DATASET ENTRIES:
* * *

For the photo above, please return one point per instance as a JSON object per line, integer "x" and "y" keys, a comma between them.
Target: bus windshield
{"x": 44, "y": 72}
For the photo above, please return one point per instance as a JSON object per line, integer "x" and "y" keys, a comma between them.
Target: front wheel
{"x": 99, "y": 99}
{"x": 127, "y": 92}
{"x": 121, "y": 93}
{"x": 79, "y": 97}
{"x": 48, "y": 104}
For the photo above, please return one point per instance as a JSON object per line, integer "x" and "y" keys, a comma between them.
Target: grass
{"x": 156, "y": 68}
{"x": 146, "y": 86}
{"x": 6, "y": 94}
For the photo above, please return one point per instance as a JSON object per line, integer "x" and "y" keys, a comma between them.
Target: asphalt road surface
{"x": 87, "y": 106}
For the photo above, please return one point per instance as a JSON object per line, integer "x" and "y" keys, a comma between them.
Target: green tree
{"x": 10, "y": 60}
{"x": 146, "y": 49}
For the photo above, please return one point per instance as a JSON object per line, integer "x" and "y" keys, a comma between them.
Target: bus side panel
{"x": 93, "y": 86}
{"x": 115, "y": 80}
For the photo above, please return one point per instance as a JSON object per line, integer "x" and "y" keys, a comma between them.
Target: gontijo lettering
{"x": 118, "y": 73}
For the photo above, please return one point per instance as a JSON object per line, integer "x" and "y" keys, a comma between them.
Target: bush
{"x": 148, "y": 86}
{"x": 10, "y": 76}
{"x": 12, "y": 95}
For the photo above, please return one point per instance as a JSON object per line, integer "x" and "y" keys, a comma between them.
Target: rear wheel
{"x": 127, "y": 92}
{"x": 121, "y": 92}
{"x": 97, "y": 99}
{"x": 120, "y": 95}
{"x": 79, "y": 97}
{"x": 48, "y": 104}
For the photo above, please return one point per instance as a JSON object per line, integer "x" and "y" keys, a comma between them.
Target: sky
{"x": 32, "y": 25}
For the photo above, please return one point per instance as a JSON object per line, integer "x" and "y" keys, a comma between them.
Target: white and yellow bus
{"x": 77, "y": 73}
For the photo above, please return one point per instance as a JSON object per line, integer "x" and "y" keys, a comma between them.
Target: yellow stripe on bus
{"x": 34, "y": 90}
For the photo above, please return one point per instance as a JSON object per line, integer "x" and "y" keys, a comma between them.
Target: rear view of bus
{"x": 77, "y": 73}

* * *

PROBLEM TO SOLVE:
Word for word, the whole listing should be given again.

PROBLEM SOLUTION:
For the photo above, please return one point per instance as a JSON object per line, integer "x" and "y" keys, a comma between them.
Target: bus windshield
{"x": 44, "y": 72}
For the photo above, please return one point per instance as a JSON object per line, integer "x" and "y" keys, a comma between them.
Target: front wheel
{"x": 99, "y": 99}
{"x": 127, "y": 92}
{"x": 121, "y": 93}
{"x": 79, "y": 97}
{"x": 48, "y": 104}
For the photo above, please return one point per instance as a JSON object per line, integer "x" and "y" keys, a comma between them.
Target: grass
{"x": 156, "y": 68}
{"x": 146, "y": 86}
{"x": 6, "y": 94}
For the photo above, please return one point per instance as a JSON object per line, integer "x" and "y" keys, a comma between them.
Target: asphalt road surface
{"x": 87, "y": 106}
For the photo above, please return one point per instance as a JSON object per line, integer "x" and "y" keys, a comma between them.
Target: green tree
{"x": 10, "y": 60}
{"x": 146, "y": 49}
For the photo above, please return one point per instance as a JSON object per line, integer "x" and "y" keys, a comma between them.
Target: bus side panel
{"x": 93, "y": 86}
{"x": 115, "y": 80}
For the photo above, please return one point per instance as a JSON object per line, integer "x" and "y" keys, a comma between them.
Target: gontijo lettering
{"x": 118, "y": 73}
For the photo above, please return one point per instance as a JSON object per line, integer "x" and "y" keys, a comma between them.
Target: bush
{"x": 148, "y": 86}
{"x": 10, "y": 76}
{"x": 12, "y": 95}
For the photo above, please return one point per instance as a JSON object per line, integer "x" and "y" keys, a comma between them.
Target: rear wheel
{"x": 127, "y": 92}
{"x": 121, "y": 92}
{"x": 97, "y": 99}
{"x": 120, "y": 95}
{"x": 79, "y": 97}
{"x": 48, "y": 104}
For the photo above, please return one point per instance as a JSON object per line, integer "x" and "y" keys, a comma between them.
Target: sky
{"x": 32, "y": 25}
For the photo above, please return one point per instance as a JSON object per line, integer "x" and "y" keys, a comma between them.
Target: white and yellow bus
{"x": 77, "y": 73}
For the photo above, please return one point per instance as a JSON object per line, integer "x" and "y" keys, a comma between them.
Target: yellow stripe on bus
{"x": 34, "y": 90}
For the photo above, please return one point per instance as a JSON object per line, integer "x" and "y" keys, a comma between them.
Target: rear view of bus
{"x": 77, "y": 73}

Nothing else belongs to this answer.